_PROBLEM TO SOLVE_
Please render the rows below as a Markdown table with two columns, No. for a running count and Line for the text of each line, starting at the line that contains "Would you be willing to mark the wooden ladder" and ending at the line that contains "column 136, row 211", both included. Leave out any blank lines.

--- START ---

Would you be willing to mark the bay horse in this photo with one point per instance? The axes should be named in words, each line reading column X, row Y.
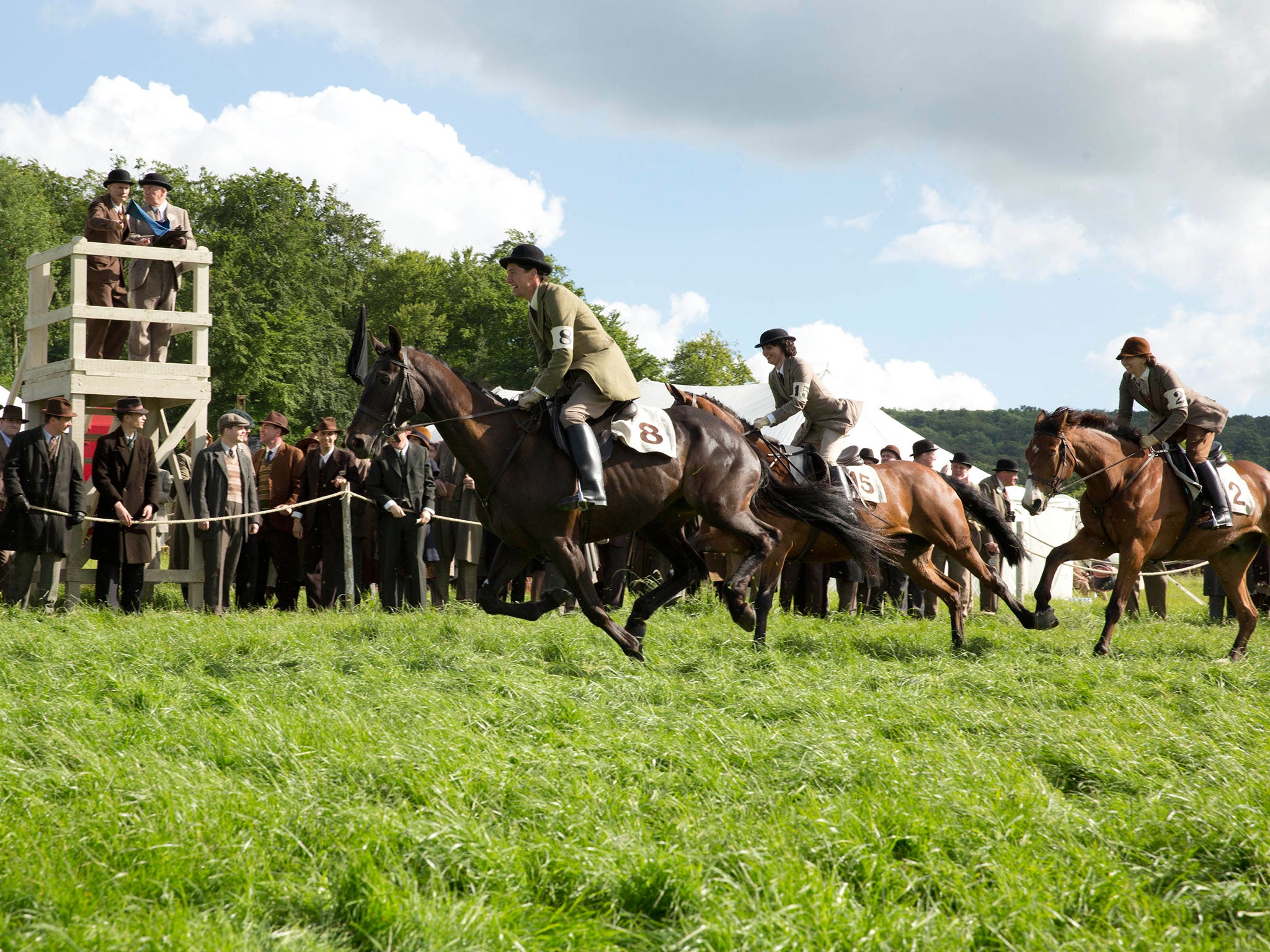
column 1133, row 507
column 521, row 474
column 922, row 509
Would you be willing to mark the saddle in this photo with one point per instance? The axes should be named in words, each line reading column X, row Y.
column 602, row 426
column 1175, row 455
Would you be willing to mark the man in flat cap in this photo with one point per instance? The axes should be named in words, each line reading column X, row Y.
column 278, row 470
column 153, row 286
column 1003, row 474
column 43, row 469
column 109, row 224
column 224, row 485
column 126, row 479
column 322, row 526
column 574, row 353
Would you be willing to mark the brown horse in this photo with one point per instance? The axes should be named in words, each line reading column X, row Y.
column 922, row 509
column 1133, row 507
column 521, row 474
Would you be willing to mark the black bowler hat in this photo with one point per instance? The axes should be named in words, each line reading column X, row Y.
column 774, row 337
column 130, row 405
column 526, row 255
column 155, row 178
column 923, row 446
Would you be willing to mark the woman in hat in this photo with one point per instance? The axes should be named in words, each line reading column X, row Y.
column 577, row 355
column 797, row 389
column 1178, row 413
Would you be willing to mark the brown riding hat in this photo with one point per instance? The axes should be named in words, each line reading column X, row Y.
column 1134, row 347
column 58, row 407
column 277, row 420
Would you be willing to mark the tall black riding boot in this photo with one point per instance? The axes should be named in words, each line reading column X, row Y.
column 591, row 470
column 840, row 479
column 1215, row 493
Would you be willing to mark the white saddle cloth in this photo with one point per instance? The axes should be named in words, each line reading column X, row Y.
column 649, row 431
column 868, row 483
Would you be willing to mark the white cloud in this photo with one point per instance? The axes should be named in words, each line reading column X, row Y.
column 657, row 334
column 860, row 223
column 985, row 235
column 406, row 169
column 1223, row 356
column 898, row 384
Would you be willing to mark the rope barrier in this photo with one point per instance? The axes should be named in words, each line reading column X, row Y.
column 243, row 516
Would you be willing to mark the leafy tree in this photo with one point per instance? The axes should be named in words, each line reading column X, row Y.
column 708, row 361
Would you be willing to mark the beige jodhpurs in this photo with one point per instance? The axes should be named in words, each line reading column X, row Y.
column 586, row 402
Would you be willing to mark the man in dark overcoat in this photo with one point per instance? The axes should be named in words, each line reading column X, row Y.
column 127, row 489
column 404, row 491
column 278, row 470
column 322, row 524
column 109, row 224
column 43, row 469
column 224, row 485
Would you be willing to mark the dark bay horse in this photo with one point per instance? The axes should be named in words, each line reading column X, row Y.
column 1133, row 507
column 922, row 509
column 521, row 474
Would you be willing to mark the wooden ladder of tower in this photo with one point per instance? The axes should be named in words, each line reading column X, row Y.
column 93, row 386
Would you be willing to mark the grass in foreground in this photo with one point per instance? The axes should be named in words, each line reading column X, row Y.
column 455, row 781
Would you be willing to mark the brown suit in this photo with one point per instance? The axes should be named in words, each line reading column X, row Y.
column 324, row 524
column 106, row 288
column 1176, row 412
column 276, row 542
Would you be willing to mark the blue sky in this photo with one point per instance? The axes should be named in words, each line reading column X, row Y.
column 987, row 263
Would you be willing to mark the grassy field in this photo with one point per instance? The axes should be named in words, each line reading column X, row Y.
column 453, row 781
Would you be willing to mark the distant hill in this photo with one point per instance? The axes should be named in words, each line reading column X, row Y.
column 990, row 434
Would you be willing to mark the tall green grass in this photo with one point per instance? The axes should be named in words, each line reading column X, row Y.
column 454, row 781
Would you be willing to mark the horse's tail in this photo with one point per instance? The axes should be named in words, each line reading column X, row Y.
column 825, row 507
column 987, row 516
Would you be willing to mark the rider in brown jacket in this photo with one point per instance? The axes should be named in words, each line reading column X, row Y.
column 1176, row 412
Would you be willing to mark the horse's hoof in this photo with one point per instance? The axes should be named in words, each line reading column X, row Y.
column 1046, row 620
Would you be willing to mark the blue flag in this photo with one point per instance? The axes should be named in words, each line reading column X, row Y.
column 136, row 211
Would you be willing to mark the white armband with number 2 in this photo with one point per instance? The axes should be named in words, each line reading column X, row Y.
column 562, row 338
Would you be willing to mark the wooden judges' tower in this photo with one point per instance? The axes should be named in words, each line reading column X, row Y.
column 94, row 386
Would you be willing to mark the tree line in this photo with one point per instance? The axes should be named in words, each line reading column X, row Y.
column 990, row 434
column 293, row 266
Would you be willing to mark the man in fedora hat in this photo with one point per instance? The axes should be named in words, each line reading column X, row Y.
column 278, row 471
column 574, row 353
column 404, row 491
column 1178, row 414
column 224, row 485
column 322, row 526
column 796, row 387
column 42, row 469
column 1003, row 474
column 127, row 485
column 153, row 286
column 109, row 224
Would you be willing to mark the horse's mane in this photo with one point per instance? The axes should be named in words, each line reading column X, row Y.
column 1066, row 418
column 492, row 395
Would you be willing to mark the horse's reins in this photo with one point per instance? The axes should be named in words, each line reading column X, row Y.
column 406, row 390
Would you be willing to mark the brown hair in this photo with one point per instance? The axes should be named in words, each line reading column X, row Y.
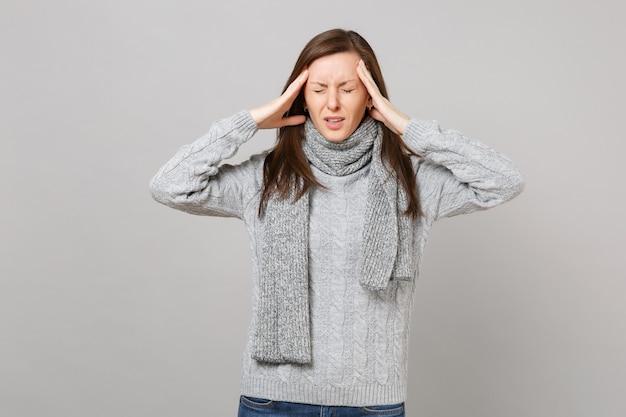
column 286, row 167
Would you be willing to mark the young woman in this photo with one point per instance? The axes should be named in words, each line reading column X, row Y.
column 338, row 213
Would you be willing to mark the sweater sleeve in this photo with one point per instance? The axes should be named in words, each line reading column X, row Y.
column 458, row 175
column 193, row 180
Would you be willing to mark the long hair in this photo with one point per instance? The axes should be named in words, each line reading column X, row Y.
column 286, row 168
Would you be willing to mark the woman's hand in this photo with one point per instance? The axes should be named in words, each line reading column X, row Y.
column 271, row 115
column 382, row 109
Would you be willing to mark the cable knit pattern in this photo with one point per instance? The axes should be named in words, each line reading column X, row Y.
column 359, row 337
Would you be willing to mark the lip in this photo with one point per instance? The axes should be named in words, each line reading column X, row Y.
column 334, row 123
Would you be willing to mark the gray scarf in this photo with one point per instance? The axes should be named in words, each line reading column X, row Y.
column 282, row 333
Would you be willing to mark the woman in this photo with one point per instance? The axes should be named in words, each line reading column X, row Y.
column 337, row 213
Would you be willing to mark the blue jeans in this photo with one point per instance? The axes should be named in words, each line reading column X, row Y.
column 258, row 407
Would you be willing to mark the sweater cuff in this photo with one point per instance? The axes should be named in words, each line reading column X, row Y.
column 245, row 125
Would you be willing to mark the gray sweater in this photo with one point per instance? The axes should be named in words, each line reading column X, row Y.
column 359, row 337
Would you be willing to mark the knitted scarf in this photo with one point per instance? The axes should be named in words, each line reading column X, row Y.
column 282, row 333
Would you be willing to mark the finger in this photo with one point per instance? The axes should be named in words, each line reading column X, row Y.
column 293, row 120
column 367, row 79
column 296, row 85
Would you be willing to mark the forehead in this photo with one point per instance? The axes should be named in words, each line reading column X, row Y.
column 334, row 66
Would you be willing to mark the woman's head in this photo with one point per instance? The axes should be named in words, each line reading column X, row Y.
column 331, row 58
column 334, row 96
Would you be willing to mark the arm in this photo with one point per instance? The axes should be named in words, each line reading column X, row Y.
column 459, row 174
column 192, row 182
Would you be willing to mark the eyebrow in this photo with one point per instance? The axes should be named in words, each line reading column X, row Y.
column 341, row 84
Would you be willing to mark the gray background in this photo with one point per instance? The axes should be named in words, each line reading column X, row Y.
column 112, row 305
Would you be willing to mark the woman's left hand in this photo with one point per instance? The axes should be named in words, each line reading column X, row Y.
column 382, row 109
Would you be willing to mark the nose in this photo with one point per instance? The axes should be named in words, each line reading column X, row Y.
column 333, row 101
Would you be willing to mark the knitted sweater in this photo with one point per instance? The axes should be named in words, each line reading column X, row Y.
column 359, row 337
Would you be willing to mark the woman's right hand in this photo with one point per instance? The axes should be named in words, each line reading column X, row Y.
column 271, row 115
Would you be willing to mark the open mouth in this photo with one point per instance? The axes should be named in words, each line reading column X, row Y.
column 334, row 122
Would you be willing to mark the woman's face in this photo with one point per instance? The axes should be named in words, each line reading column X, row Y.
column 334, row 95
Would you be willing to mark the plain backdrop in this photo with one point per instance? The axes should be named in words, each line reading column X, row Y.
column 113, row 305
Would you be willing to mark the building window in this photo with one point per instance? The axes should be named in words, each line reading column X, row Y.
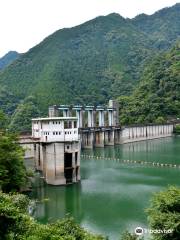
column 67, row 124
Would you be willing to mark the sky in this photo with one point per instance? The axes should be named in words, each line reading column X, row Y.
column 25, row 23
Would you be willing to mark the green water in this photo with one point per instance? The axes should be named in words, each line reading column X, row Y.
column 112, row 196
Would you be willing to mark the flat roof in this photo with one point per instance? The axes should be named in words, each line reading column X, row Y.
column 54, row 118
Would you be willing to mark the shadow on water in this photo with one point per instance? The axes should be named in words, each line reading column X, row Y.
column 112, row 196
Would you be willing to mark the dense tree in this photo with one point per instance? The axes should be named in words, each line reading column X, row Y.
column 128, row 236
column 21, row 119
column 164, row 214
column 12, row 170
column 3, row 120
column 157, row 98
column 16, row 224
column 8, row 59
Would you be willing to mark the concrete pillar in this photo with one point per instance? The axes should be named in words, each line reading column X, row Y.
column 117, row 136
column 80, row 118
column 88, row 140
column 53, row 111
column 90, row 118
column 109, row 137
column 114, row 104
column 37, row 156
column 66, row 113
column 110, row 118
column 99, row 139
column 101, row 118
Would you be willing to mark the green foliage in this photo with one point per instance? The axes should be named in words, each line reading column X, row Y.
column 3, row 120
column 162, row 27
column 128, row 236
column 8, row 59
column 101, row 59
column 89, row 63
column 12, row 170
column 21, row 119
column 16, row 224
column 8, row 101
column 157, row 98
column 177, row 129
column 164, row 214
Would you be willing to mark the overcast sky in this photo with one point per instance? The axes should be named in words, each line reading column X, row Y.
column 24, row 23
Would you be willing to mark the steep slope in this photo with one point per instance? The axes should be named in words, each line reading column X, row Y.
column 158, row 96
column 89, row 63
column 8, row 59
column 162, row 27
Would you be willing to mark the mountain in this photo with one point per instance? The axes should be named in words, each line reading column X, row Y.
column 8, row 59
column 91, row 63
column 157, row 98
column 162, row 27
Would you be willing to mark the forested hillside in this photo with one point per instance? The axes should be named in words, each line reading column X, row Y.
column 89, row 63
column 8, row 59
column 157, row 98
column 162, row 27
column 96, row 61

--- END ---

_RESULT FOR THIS TASK_
| No. | Line |
|---|---|
| 1 | Would you be willing to mark the wooden ladder of tower in this photo with one point per instance? The axes should be named in words, each line reading column X, row Y. |
| 2 | column 93, row 386 |
| 3 | Would you be willing to mark the grass in foreground in this photo with one point per instance? The axes should be named in words, each line reading column X, row Y. |
| 4 | column 455, row 781 |
| 5 | Would you be willing to mark the brown suit in this photo with one point per instance? The axes should be named in words, each line reading column X, row Y. |
| 6 | column 324, row 524 |
| 7 | column 106, row 288 |
| 8 | column 1176, row 412 |
| 9 | column 276, row 542 |
| 10 | Would you be willing to mark the blue sky in this photo with one point per instance? The axes should be named in words, each line reading column X, row Y. |
| 11 | column 987, row 263 |
| 12 | Would you be willing to mark the grassy field in this photo with one point per instance? The axes should be named in words, each line reading column X, row Y. |
| 13 | column 453, row 781 |
| 14 | Would you be willing to mark the distant hill in this photo with one point per instance? The axes should be named in words, each line reading column X, row Y. |
| 15 | column 990, row 434 |
| 16 | Would you be willing to mark the tall green grass in this photo with one point per instance? The axes should be named in words, each line reading column X, row Y. |
| 17 | column 454, row 781 |
| 18 | Would you be willing to mark the horse's tail in this photo with one point per instance? The axes should be named in words, each line reading column X, row Y. |
| 19 | column 825, row 507 |
| 20 | column 987, row 516 |
| 21 | Would you be willing to mark the rider in brown jacket in this photo with one point per instance? The axes should be named in words, each line reading column X, row Y. |
| 22 | column 1176, row 412 |
| 23 | Would you be willing to mark the horse's hoof in this photo with one point per instance? The axes should be named in words, each line reading column X, row Y. |
| 24 | column 1046, row 620 |
| 25 | Would you be willing to mark the blue flag in this photo with one point per instance? The axes should be named in words, each line reading column X, row Y. |
| 26 | column 136, row 211 |